==== Records supplied ====

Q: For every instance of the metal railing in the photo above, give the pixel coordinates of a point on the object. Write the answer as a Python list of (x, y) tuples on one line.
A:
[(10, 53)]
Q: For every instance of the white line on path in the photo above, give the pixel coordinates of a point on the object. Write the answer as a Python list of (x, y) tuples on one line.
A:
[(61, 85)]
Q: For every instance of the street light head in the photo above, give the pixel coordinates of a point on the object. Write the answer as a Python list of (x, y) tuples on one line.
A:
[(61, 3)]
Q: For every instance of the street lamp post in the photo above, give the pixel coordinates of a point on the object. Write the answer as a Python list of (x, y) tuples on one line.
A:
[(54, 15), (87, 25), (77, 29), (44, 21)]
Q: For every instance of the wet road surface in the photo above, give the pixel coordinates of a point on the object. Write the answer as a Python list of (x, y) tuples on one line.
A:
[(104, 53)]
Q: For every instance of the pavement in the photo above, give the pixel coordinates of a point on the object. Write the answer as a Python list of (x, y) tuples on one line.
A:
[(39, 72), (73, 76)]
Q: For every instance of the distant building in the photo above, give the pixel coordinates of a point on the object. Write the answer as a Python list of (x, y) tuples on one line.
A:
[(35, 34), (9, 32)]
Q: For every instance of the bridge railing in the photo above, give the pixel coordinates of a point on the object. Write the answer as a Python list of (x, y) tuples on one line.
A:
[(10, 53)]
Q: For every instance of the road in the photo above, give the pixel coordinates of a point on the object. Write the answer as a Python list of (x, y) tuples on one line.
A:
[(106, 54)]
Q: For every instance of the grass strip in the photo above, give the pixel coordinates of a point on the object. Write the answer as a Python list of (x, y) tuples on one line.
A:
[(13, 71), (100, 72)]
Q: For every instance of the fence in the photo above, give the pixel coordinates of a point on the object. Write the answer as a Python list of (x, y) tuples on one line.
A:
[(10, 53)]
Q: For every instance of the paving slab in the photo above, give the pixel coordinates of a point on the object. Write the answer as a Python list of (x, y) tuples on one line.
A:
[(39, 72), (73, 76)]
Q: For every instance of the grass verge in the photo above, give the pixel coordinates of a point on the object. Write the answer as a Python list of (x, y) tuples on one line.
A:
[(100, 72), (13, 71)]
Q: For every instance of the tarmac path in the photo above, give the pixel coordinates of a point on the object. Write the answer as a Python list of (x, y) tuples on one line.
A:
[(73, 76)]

====

Output all of the entries above again, line for line, with no changes.

Full response >>
Q: For every instance of the metal railing in the photo above, give the pixel coordinates of a point on the object. Write the answer as a Python list of (x, y) tuples on one line.
A:
[(10, 53)]
Q: For every instance of the white line on path in the photo above, give the pixel coordinates of a point on the object. Write the answer as a Python list of (x, y) tuples on one line.
A:
[(61, 85)]
Q: For every instance of the street light head in the photo above, give the pixel coordinates of a point on the object. Write the answer as a Python list of (x, y) tuples on one line.
A:
[(61, 3)]
Q: For every instance of the street lamp post in the photo above, give the pixel coordinates of a point on the object. Write the answer as a Python list of (x, y) tuples on one line.
A:
[(54, 15), (87, 25), (77, 29), (44, 21)]
Q: For every instance of the wet road surface in the photo above, give the pixel coordinates of a point on the object. Write the answer as a Python list of (x, y) tuples on one line.
A:
[(104, 53)]
Q: For every instance of the pavement in the photo above, give the pixel coordinates of a point on the object. Write the answer as a Python list of (x, y) tuples on one line.
A:
[(39, 72), (73, 76)]
Q: For every instance of the distant building in the photo above, give the pixel coordinates of a point on the object. Write the answer as a Python list of (x, y) tuples on one line.
A:
[(35, 34), (9, 32)]
Q: For every instance of the bridge railing in the photo above, give the pixel coordinates of a point on the object. Write the answer as a Python list of (x, y) tuples on one line.
A:
[(10, 53)]
Q: For every instance of the road in the photo above, give the pixel coordinates of a point on the object. Write the answer as a Python list of (x, y) tuples on one line.
A:
[(106, 54)]
Q: For every instance of the grass strip in the photo above, give the pixel coordinates of a point on the object. Write the answer as a Python list of (x, y) tuples on one line.
A:
[(13, 71), (100, 72)]
Q: For every instance of the fence in the photo above, give the pixel coordinates of a point on the object. Write the answer as a Python list of (x, y) tuples on one line.
A:
[(10, 53)]
Q: For every instance of the paving slab in the photo above, give the pixel coordinates of a point on the object. Write the answer as a Python list of (x, y) tuples on one line.
A:
[(39, 72), (73, 76)]
Q: For every instance of the grass verge in the photo above, give the pixel coordinates of a point on the object. Write the answer as a Python list of (x, y) tuples on one line.
A:
[(100, 72), (13, 71)]
Q: For every instance of the tarmac path in the photo above, give the pixel coordinates of a point on the object. Write the answer as a Python list of (x, y) tuples on one line.
A:
[(73, 76)]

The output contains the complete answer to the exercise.